▶ _Instruction_: Reproduce every one of the records below word for word.

▶ _Data entries_:
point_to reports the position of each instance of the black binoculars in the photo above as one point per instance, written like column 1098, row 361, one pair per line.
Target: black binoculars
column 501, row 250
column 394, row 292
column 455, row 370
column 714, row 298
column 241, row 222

▶ _Solution_:
point_to reports the position of each instance of the black binoculars in the photo above as one point per instance, written like column 1098, row 361, one pair per line.
Target: black binoculars
column 501, row 250
column 394, row 292
column 455, row 370
column 714, row 298
column 241, row 222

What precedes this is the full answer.